GIVEN INSTRUCTION: Reproduce all of the records below word for word.

Data entries:
--- START ---
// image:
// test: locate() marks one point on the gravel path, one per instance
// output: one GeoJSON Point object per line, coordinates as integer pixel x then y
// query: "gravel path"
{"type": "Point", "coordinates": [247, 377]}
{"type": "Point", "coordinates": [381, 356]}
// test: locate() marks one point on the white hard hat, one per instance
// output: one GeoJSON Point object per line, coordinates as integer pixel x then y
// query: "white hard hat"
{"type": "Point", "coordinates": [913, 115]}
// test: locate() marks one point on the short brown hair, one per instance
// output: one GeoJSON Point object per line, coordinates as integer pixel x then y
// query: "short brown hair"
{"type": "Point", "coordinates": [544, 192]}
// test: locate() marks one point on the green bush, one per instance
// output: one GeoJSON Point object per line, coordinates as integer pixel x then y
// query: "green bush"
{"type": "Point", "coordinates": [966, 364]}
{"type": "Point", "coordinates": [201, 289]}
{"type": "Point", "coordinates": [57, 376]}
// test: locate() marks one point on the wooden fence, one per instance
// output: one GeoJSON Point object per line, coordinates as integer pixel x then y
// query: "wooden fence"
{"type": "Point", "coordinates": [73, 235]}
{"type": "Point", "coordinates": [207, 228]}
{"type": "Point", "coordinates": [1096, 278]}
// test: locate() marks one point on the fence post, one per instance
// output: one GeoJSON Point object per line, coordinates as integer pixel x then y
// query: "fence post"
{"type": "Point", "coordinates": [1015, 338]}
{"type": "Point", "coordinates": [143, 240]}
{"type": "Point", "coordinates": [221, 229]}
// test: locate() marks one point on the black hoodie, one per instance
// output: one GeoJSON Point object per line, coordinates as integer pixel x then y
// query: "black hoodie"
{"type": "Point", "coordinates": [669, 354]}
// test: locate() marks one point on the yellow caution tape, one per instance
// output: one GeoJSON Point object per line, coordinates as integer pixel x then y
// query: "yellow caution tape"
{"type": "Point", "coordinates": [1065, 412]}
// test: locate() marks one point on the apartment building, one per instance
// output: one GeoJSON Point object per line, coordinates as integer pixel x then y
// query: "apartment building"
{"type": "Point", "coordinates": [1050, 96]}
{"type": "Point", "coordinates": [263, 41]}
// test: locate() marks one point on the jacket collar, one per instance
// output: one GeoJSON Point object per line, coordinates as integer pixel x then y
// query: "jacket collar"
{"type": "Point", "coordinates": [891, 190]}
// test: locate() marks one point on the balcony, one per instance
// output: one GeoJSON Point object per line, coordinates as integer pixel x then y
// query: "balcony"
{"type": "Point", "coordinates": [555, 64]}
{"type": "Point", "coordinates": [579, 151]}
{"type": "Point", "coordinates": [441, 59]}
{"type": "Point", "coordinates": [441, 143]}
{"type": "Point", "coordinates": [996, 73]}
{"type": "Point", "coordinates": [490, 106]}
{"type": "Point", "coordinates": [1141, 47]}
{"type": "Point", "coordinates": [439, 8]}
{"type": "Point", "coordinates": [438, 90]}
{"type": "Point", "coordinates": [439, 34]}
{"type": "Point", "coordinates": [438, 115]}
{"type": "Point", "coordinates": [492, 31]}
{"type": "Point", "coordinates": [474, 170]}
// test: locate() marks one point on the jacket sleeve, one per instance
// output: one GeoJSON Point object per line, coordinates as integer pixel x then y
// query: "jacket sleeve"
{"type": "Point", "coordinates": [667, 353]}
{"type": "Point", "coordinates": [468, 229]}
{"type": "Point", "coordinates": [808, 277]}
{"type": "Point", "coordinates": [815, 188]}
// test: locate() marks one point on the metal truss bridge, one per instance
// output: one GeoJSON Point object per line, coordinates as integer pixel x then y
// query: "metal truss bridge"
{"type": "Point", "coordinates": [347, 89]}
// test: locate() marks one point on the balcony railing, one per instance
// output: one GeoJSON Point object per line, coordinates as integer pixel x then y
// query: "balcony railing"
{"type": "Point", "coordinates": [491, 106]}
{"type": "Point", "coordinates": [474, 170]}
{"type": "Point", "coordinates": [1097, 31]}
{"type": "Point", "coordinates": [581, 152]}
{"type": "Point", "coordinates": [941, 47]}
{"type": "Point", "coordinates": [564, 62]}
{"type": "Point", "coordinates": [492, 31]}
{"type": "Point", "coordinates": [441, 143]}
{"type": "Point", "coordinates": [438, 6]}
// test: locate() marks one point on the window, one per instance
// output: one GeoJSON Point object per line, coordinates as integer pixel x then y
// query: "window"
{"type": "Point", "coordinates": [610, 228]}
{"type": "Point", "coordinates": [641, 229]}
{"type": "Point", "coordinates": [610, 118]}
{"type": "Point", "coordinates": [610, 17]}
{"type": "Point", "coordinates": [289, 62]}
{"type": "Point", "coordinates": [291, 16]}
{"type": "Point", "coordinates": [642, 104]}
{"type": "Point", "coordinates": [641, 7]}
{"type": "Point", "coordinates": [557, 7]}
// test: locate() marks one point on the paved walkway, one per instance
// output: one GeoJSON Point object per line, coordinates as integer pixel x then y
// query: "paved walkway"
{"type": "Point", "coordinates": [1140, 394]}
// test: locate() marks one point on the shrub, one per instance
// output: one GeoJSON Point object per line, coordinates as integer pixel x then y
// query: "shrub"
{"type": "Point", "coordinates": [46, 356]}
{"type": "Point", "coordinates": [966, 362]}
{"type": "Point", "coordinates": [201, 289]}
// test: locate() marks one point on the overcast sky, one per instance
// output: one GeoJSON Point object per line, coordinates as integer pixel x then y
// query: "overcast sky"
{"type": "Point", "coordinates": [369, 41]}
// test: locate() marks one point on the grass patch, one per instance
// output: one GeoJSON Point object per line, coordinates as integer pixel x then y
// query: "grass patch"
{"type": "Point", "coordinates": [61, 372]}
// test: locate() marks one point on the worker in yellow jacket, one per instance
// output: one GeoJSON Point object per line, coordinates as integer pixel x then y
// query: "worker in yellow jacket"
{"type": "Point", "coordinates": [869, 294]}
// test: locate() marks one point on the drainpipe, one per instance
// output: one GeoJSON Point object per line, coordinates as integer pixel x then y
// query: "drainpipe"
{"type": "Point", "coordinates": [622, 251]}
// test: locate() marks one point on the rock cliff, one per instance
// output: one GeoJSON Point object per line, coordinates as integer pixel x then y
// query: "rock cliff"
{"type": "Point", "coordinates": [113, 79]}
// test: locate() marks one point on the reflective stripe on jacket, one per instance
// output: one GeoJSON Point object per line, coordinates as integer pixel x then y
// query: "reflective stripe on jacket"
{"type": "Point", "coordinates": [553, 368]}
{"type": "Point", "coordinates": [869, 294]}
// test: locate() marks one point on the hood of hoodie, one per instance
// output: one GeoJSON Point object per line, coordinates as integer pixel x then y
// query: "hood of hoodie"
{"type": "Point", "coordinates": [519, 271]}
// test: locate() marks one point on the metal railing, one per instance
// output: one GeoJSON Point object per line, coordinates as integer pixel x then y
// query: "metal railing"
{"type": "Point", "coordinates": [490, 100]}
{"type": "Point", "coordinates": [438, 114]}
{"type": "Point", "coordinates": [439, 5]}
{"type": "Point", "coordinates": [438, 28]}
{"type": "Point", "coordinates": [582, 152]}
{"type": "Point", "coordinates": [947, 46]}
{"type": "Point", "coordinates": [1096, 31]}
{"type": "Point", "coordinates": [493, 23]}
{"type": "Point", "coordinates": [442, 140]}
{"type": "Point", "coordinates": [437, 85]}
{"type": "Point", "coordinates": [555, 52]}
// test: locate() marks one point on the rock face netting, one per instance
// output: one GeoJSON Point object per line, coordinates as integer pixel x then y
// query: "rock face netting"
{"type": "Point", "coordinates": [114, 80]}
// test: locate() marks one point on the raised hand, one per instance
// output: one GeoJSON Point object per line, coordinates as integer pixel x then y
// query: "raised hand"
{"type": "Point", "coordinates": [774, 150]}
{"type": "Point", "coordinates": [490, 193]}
--- END ---
RESPONSE FOR THIS EXERCISE:
// image:
// test: locate() marks one point on the gravel path, one per instance
// output: one GeoJSON Point object per line, coordinates as integer pixel x then y
// query: "gravel path"
{"type": "Point", "coordinates": [247, 377]}
{"type": "Point", "coordinates": [381, 356]}
// test: locate() marks one point on the white hard hat, one per instance
// output: one GeoJSON Point object per line, coordinates as integer pixel x then y
// query: "white hard hat"
{"type": "Point", "coordinates": [913, 115]}
// test: locate() marks one point on the short brown hair, one per instance
// output: one GeoJSON Point object per line, coordinates as integer pixel x then y
// query: "short brown hair"
{"type": "Point", "coordinates": [544, 192]}
// test: locate() marks one point on the green bush, one per instance
// output: one GeoJSON Point object per line, coordinates as integer pixel x then y
// query: "green bush"
{"type": "Point", "coordinates": [966, 364]}
{"type": "Point", "coordinates": [201, 289]}
{"type": "Point", "coordinates": [57, 376]}
// test: locate() marks one point on the wooden fence, one per instance
// output: one GeoJSON Point object per line, coordinates as integer pixel x then y
// query: "wooden fence"
{"type": "Point", "coordinates": [73, 235]}
{"type": "Point", "coordinates": [207, 228]}
{"type": "Point", "coordinates": [1096, 278]}
// test: locate() marks one point on the fence post, one per instance
// output: one GeoJSON Point object per line, coordinates as integer pixel x then y
// query: "fence post"
{"type": "Point", "coordinates": [1015, 338]}
{"type": "Point", "coordinates": [143, 240]}
{"type": "Point", "coordinates": [221, 229]}
// test: locate() marks one point on the black hoodie, one per instance
// output: one GeoJSON Point object per line, coordinates as integer pixel x then y
// query: "black hoodie"
{"type": "Point", "coordinates": [669, 354]}
// test: locate() marks one point on the yellow caution tape, one per instance
// output: one GeoJSON Point object per line, coordinates as integer pixel x then y
// query: "yellow caution tape"
{"type": "Point", "coordinates": [1065, 412]}
// test: locate() marks one point on the apartment building, one per instance
// output: one GeoJSON Point object per line, coordinates as integer pixel x then y
// query: "apartment building"
{"type": "Point", "coordinates": [1050, 96]}
{"type": "Point", "coordinates": [263, 41]}
// test: locate() marks one point on the jacket collar, one per instance
// output: one GeoJSON Point object per line, coordinates as integer pixel x then y
// query: "jacket collar"
{"type": "Point", "coordinates": [891, 190]}
// test: locate() marks one point on the balcony, one per instance
// output: one GeoJSON Point object per line, coordinates as integer pixel x then y
// query: "balcony"
{"type": "Point", "coordinates": [555, 64]}
{"type": "Point", "coordinates": [579, 151]}
{"type": "Point", "coordinates": [441, 59]}
{"type": "Point", "coordinates": [441, 143]}
{"type": "Point", "coordinates": [996, 73]}
{"type": "Point", "coordinates": [490, 106]}
{"type": "Point", "coordinates": [1141, 47]}
{"type": "Point", "coordinates": [439, 8]}
{"type": "Point", "coordinates": [438, 90]}
{"type": "Point", "coordinates": [439, 34]}
{"type": "Point", "coordinates": [438, 115]}
{"type": "Point", "coordinates": [492, 31]}
{"type": "Point", "coordinates": [474, 170]}
// test: locate() marks one point on the jacket sleeve, one per instance
// output: one GeoJSON Point object per line, coordinates as integer pixel x then y
// query: "jacket sleeve"
{"type": "Point", "coordinates": [667, 353]}
{"type": "Point", "coordinates": [468, 229]}
{"type": "Point", "coordinates": [808, 277]}
{"type": "Point", "coordinates": [815, 188]}
// test: locate() marks one point on the metal truss bridge, one per instance
// output: one GeoJSON Point object per line, coordinates as integer pixel x then y
// query: "metal truss bridge"
{"type": "Point", "coordinates": [347, 89]}
// test: locate() marks one point on the balcony railing, one per instance
// output: one GeoJSON Point object per line, coordinates as integer pixel x then y
// query: "balcony railing"
{"type": "Point", "coordinates": [491, 106]}
{"type": "Point", "coordinates": [474, 170]}
{"type": "Point", "coordinates": [1097, 31]}
{"type": "Point", "coordinates": [581, 152]}
{"type": "Point", "coordinates": [941, 47]}
{"type": "Point", "coordinates": [564, 62]}
{"type": "Point", "coordinates": [492, 31]}
{"type": "Point", "coordinates": [441, 143]}
{"type": "Point", "coordinates": [438, 6]}
// test: locate() marks one point on the window, one per instance
// output: one GeoJSON Point object per line, coordinates as integer pixel x then y
// query: "window"
{"type": "Point", "coordinates": [610, 228]}
{"type": "Point", "coordinates": [641, 229]}
{"type": "Point", "coordinates": [610, 118]}
{"type": "Point", "coordinates": [610, 17]}
{"type": "Point", "coordinates": [289, 62]}
{"type": "Point", "coordinates": [291, 16]}
{"type": "Point", "coordinates": [642, 104]}
{"type": "Point", "coordinates": [641, 7]}
{"type": "Point", "coordinates": [557, 7]}
// test: locate() marks one point on the paved walkway, one per instance
// output: one GeoJSON Point object per line, coordinates as integer pixel x then y
// query: "paved walkway"
{"type": "Point", "coordinates": [1140, 394]}
// test: locate() marks one point on the shrub, one per instance
// output: one GeoJSON Point object per line, coordinates as integer pixel x then y
// query: "shrub"
{"type": "Point", "coordinates": [46, 356]}
{"type": "Point", "coordinates": [966, 362]}
{"type": "Point", "coordinates": [201, 289]}
// test: locate() marks one point on the overcast sky, one per instance
// output: one GeoJSON Point object per line, coordinates as integer pixel x then y
// query: "overcast sky"
{"type": "Point", "coordinates": [369, 41]}
// test: locate() marks one point on the grass patch, one per instance
// output: one GeoJSON Point object per line, coordinates as integer pixel x then y
// query: "grass patch"
{"type": "Point", "coordinates": [61, 372]}
// test: locate() marks one point on the worker in yellow jacket, one per instance
// output: one GeoJSON Point object per line, coordinates as integer pixel x then y
// query: "worker in yellow jacket"
{"type": "Point", "coordinates": [869, 294]}
// test: locate() marks one point on the drainpipe, one per instance
// output: one GeoJSON Point object per line, coordinates as integer pixel x then y
// query: "drainpipe"
{"type": "Point", "coordinates": [622, 251]}
// test: locate() marks one point on the rock cliff, one per instance
// output: one GeoJSON Point object per line, coordinates as integer pixel x then y
// query: "rock cliff"
{"type": "Point", "coordinates": [113, 79]}
// test: locate() marks one point on the reflective stripe on jacket, one per instance
// output: one GeoJSON Point object per line, coordinates as integer pixel x then y
// query: "reflective stripe on jacket"
{"type": "Point", "coordinates": [553, 368]}
{"type": "Point", "coordinates": [869, 294]}
// test: locate() marks one point on the hood of hoodie, one per instance
// output: one GeoJSON Point object per line, coordinates as integer pixel x then y
// query: "hood of hoodie"
{"type": "Point", "coordinates": [519, 271]}
// test: locate() marks one point on the metal railing, one per instance
// output: one GeoJSON Point object per line, coordinates as integer pixel x then y
// query: "metal railing"
{"type": "Point", "coordinates": [490, 100]}
{"type": "Point", "coordinates": [438, 114]}
{"type": "Point", "coordinates": [439, 5]}
{"type": "Point", "coordinates": [438, 28]}
{"type": "Point", "coordinates": [582, 152]}
{"type": "Point", "coordinates": [947, 46]}
{"type": "Point", "coordinates": [1096, 31]}
{"type": "Point", "coordinates": [493, 23]}
{"type": "Point", "coordinates": [442, 140]}
{"type": "Point", "coordinates": [437, 85]}
{"type": "Point", "coordinates": [555, 52]}
// test: locate() marks one point on the rock face netting, one per instance
// output: one GeoJSON Point object per line, coordinates as integer pixel x then y
// query: "rock face netting"
{"type": "Point", "coordinates": [114, 80]}
// test: locate() marks one point on the raised hand, one per instance
// output: one GeoJSON Point object per line, coordinates as integer pixel x then y
// query: "raised hand"
{"type": "Point", "coordinates": [774, 150]}
{"type": "Point", "coordinates": [490, 193]}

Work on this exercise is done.